[Start of Attachment]

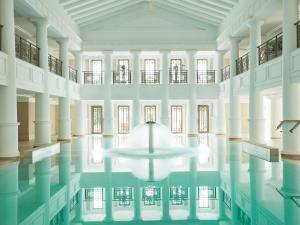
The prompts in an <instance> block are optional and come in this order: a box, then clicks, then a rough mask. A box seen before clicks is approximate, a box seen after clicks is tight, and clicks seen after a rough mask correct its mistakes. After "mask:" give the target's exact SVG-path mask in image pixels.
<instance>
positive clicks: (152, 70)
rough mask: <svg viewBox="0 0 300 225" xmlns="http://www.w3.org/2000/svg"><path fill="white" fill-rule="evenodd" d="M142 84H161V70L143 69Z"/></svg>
mask: <svg viewBox="0 0 300 225" xmlns="http://www.w3.org/2000/svg"><path fill="white" fill-rule="evenodd" d="M141 74H142V79H141V83H142V84H159V83H160V71H159V70H142V71H141Z"/></svg>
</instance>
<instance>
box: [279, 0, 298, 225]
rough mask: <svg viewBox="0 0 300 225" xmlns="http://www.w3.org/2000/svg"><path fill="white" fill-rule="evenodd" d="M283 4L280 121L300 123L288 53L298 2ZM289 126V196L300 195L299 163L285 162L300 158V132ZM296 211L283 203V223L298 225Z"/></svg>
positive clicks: (287, 170)
mask: <svg viewBox="0 0 300 225" xmlns="http://www.w3.org/2000/svg"><path fill="white" fill-rule="evenodd" d="M282 3H283V23H282V28H283V45H282V46H283V48H282V96H283V99H282V109H283V114H282V116H283V120H293V119H300V116H299V115H300V107H299V104H297V98H296V96H300V88H299V87H298V84H295V83H292V82H291V79H290V77H291V74H292V71H291V70H292V60H291V53H292V52H293V51H294V50H295V49H296V28H295V26H294V23H295V22H296V21H297V20H298V1H297V0H284V1H282ZM291 127H292V124H289V123H284V124H283V127H282V131H283V132H282V159H283V186H282V191H283V192H285V193H288V194H289V195H299V193H300V185H299V183H300V163H299V161H293V160H288V159H289V158H291V157H297V158H299V156H300V148H299V146H300V129H299V127H298V128H297V129H295V130H294V131H293V133H290V132H289V129H291ZM299 221H300V213H299V208H298V207H297V206H296V204H295V203H294V202H292V200H290V199H285V200H284V222H285V224H288V225H296V224H299Z"/></svg>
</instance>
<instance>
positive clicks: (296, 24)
mask: <svg viewBox="0 0 300 225" xmlns="http://www.w3.org/2000/svg"><path fill="white" fill-rule="evenodd" d="M295 26H296V29H297V48H300V20H299V21H297V22H296V23H295Z"/></svg>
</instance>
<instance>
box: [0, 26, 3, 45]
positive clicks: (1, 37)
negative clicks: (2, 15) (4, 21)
mask: <svg viewBox="0 0 300 225" xmlns="http://www.w3.org/2000/svg"><path fill="white" fill-rule="evenodd" d="M2 27H3V25H2V24H0V51H1V50H2Z"/></svg>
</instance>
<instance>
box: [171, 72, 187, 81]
mask: <svg viewBox="0 0 300 225" xmlns="http://www.w3.org/2000/svg"><path fill="white" fill-rule="evenodd" d="M187 74H188V71H187V70H169V83H170V84H186V83H187Z"/></svg>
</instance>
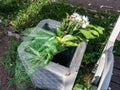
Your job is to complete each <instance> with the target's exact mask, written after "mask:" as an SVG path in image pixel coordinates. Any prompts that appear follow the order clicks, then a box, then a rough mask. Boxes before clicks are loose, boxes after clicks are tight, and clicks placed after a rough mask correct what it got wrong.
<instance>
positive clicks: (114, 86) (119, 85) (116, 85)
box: [110, 82, 120, 90]
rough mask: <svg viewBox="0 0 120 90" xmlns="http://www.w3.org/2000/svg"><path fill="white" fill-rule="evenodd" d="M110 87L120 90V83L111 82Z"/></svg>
mask: <svg viewBox="0 0 120 90" xmlns="http://www.w3.org/2000/svg"><path fill="white" fill-rule="evenodd" d="M110 88H111V90H120V85H118V84H116V83H114V82H111V83H110Z"/></svg>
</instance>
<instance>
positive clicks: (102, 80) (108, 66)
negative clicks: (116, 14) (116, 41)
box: [92, 16, 120, 90]
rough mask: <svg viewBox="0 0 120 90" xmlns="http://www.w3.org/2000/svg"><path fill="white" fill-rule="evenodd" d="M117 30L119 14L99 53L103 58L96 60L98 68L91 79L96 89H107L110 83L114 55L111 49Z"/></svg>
mask: <svg viewBox="0 0 120 90" xmlns="http://www.w3.org/2000/svg"><path fill="white" fill-rule="evenodd" d="M119 32H120V16H119V18H118V20H117V23H116V25H115V27H114V29H113V31H112V33H111V35H110V38H109V39H108V42H107V44H106V46H105V48H104V50H103V53H102V55H101V57H103V56H104V57H103V58H101V57H100V59H99V60H98V62H97V64H98V68H97V70H96V73H95V76H94V77H93V80H92V83H93V84H95V85H97V84H98V88H97V90H107V88H108V85H109V83H110V79H111V76H112V71H113V63H114V56H113V52H112V51H113V47H114V43H115V40H116V38H117V36H118V34H119ZM99 80H100V81H99Z"/></svg>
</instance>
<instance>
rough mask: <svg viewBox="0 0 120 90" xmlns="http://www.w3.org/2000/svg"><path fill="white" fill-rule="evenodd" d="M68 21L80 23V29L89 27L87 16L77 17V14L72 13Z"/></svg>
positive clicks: (88, 23) (77, 16)
mask: <svg viewBox="0 0 120 90" xmlns="http://www.w3.org/2000/svg"><path fill="white" fill-rule="evenodd" d="M70 20H72V21H77V22H81V27H82V28H86V27H87V25H89V20H88V17H87V16H82V15H79V14H78V13H73V14H72V15H71V16H70Z"/></svg>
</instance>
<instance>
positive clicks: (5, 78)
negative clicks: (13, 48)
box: [0, 25, 16, 90]
mask: <svg viewBox="0 0 120 90" xmlns="http://www.w3.org/2000/svg"><path fill="white" fill-rule="evenodd" d="M4 31H5V30H4V29H3V27H2V25H0V90H16V89H15V86H13V87H8V84H7V83H8V77H9V76H8V73H7V71H6V70H5V67H4V65H3V63H2V60H4V58H5V52H6V50H7V49H8V40H9V37H7V35H6V34H5V33H6V32H4Z"/></svg>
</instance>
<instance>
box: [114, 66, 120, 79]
mask: <svg viewBox="0 0 120 90" xmlns="http://www.w3.org/2000/svg"><path fill="white" fill-rule="evenodd" d="M113 75H114V76H118V77H120V70H119V69H116V68H114V69H113Z"/></svg>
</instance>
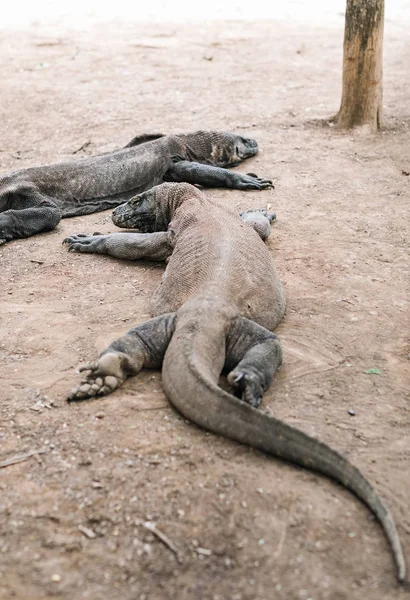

[End of Attachment]

Please edit the items above so that every "negative clicks" becomes "negative points", with all else left unchanged, and leave the pictures out.

The prompts in an <instance> block are optional and come in this order: a box, then clicks, then a rough mask. A box seen before clicks is approximate, a box seen after clicks is tight, and clicks seen after a rough mask correct its mistakes. After "mask:" give the target's exact SVG-path mask in image pixels.
<instance>
positive clicks: (152, 70)
rough mask: <svg viewBox="0 0 300 225" xmlns="http://www.w3.org/2000/svg"><path fill="white" fill-rule="evenodd" d="M142 84H161V70L143 69Z"/></svg>
mask: <svg viewBox="0 0 300 225" xmlns="http://www.w3.org/2000/svg"><path fill="white" fill-rule="evenodd" d="M141 74H142V79H141V83H142V84H159V83H160V71H159V70H142V71H141Z"/></svg>
</instance>
<instance>
box: [279, 0, 298, 225]
rough mask: <svg viewBox="0 0 300 225" xmlns="http://www.w3.org/2000/svg"><path fill="white" fill-rule="evenodd" d="M283 4L280 121L300 123L288 53L298 2ZM289 126V196L300 195L299 163L285 162L300 158V132ZM296 211L283 203V223L298 225Z"/></svg>
positive clicks: (287, 170)
mask: <svg viewBox="0 0 300 225" xmlns="http://www.w3.org/2000/svg"><path fill="white" fill-rule="evenodd" d="M282 3H283V23H282V28H283V45H282V46H283V48H282V96H283V99H282V109H283V114H282V116H283V120H293V119H300V116H299V115H300V107H299V104H297V98H296V96H300V88H299V87H298V84H295V83H292V82H291V79H290V77H291V74H292V71H291V70H292V60H291V53H292V52H293V51H294V50H295V49H296V28H295V26H294V23H295V22H296V21H297V20H298V1H297V0H284V1H282ZM291 127H292V124H289V123H284V124H283V127H282V131H283V132H282V159H283V186H282V191H283V192H285V193H288V194H289V195H299V193H300V185H299V183H300V163H299V161H293V160H288V159H289V158H291V157H297V158H299V156H300V148H299V146H300V129H299V127H298V128H297V129H295V130H294V131H293V133H290V132H289V129H291ZM299 221H300V213H299V208H298V207H297V206H296V204H295V203H294V202H292V200H290V199H285V200H284V222H285V224H288V225H296V224H299Z"/></svg>
</instance>
<instance>
positive clicks: (296, 24)
mask: <svg viewBox="0 0 300 225" xmlns="http://www.w3.org/2000/svg"><path fill="white" fill-rule="evenodd" d="M295 26H296V29H297V48H300V20H299V21H297V22H296V23H295Z"/></svg>
</instance>
<instance>
box: [0, 26, 3, 45]
positive clicks: (1, 37)
negative points: (2, 15) (4, 21)
mask: <svg viewBox="0 0 300 225" xmlns="http://www.w3.org/2000/svg"><path fill="white" fill-rule="evenodd" d="M2 27H3V25H2V24H0V51H1V50H2Z"/></svg>
</instance>
<instance>
box: [171, 72, 187, 81]
mask: <svg viewBox="0 0 300 225" xmlns="http://www.w3.org/2000/svg"><path fill="white" fill-rule="evenodd" d="M187 74H188V71H187V70H169V83H170V84H186V83H187Z"/></svg>
</instance>
Your job is to complete each <instance> with the target's exact mask, written after "mask:" as an SVG path in image pixel coordinates. Any prompts that appear follow the order clicks, then a box, then a rough mask. Boxes before clicks are loose, boxes after clicks are tight, and clicks placed after a rough mask correct what it got wrong.
<instance>
positive clicks: (114, 86) (119, 85) (116, 85)
box: [110, 82, 120, 90]
rough mask: <svg viewBox="0 0 120 90" xmlns="http://www.w3.org/2000/svg"><path fill="white" fill-rule="evenodd" d="M110 87L120 90V83L111 82Z"/></svg>
mask: <svg viewBox="0 0 120 90" xmlns="http://www.w3.org/2000/svg"><path fill="white" fill-rule="evenodd" d="M110 88H111V90H120V85H118V84H116V83H114V82H111V83H110Z"/></svg>
</instance>
<instance>
positive clicks: (102, 80) (108, 66)
negative points: (116, 14) (116, 41)
box: [92, 16, 120, 90]
rough mask: <svg viewBox="0 0 120 90" xmlns="http://www.w3.org/2000/svg"><path fill="white" fill-rule="evenodd" d="M117 30L119 14L99 53L103 58L96 60L98 68L91 79L96 89H107L110 83L114 55L111 49Z"/></svg>
mask: <svg viewBox="0 0 120 90" xmlns="http://www.w3.org/2000/svg"><path fill="white" fill-rule="evenodd" d="M119 32H120V16H119V18H118V20H117V23H116V25H115V27H114V29H113V31H112V33H111V35H110V38H109V39H108V42H107V44H106V46H105V48H104V50H103V53H102V55H101V57H103V56H104V57H103V58H101V57H100V59H99V60H98V62H97V64H98V68H97V70H96V73H95V76H94V77H93V80H92V83H93V84H95V85H97V84H98V88H97V90H107V88H108V85H109V83H110V79H111V76H112V71H113V63H114V56H113V52H112V51H113V47H114V43H115V40H116V38H117V36H118V34H119ZM99 80H100V81H99Z"/></svg>
</instance>
<instance>
rough mask: <svg viewBox="0 0 120 90" xmlns="http://www.w3.org/2000/svg"><path fill="white" fill-rule="evenodd" d="M68 21L80 23V29L89 27L87 16L77 17V14L72 13Z"/></svg>
positive clicks: (88, 23) (77, 16)
mask: <svg viewBox="0 0 120 90" xmlns="http://www.w3.org/2000/svg"><path fill="white" fill-rule="evenodd" d="M70 20H72V21H77V22H81V27H82V28H86V27H87V25H89V20H88V17H87V16H82V15H79V14H78V13H73V14H72V15H71V16H70Z"/></svg>
</instance>
<instance>
positive clicks: (5, 78)
negative points: (13, 48)
box: [0, 25, 16, 90]
mask: <svg viewBox="0 0 120 90" xmlns="http://www.w3.org/2000/svg"><path fill="white" fill-rule="evenodd" d="M4 31H5V30H4V29H3V27H2V25H0V90H16V89H15V86H13V87H8V84H7V83H8V77H9V76H8V73H7V71H6V70H5V67H4V65H3V63H2V60H4V58H5V52H6V50H7V49H8V40H9V37H7V35H6V34H5V33H6V32H4Z"/></svg>
</instance>
<instance>
box: [114, 66, 120, 79]
mask: <svg viewBox="0 0 120 90" xmlns="http://www.w3.org/2000/svg"><path fill="white" fill-rule="evenodd" d="M113 75H114V76H118V77H120V70H119V69H116V68H114V69H113Z"/></svg>
</instance>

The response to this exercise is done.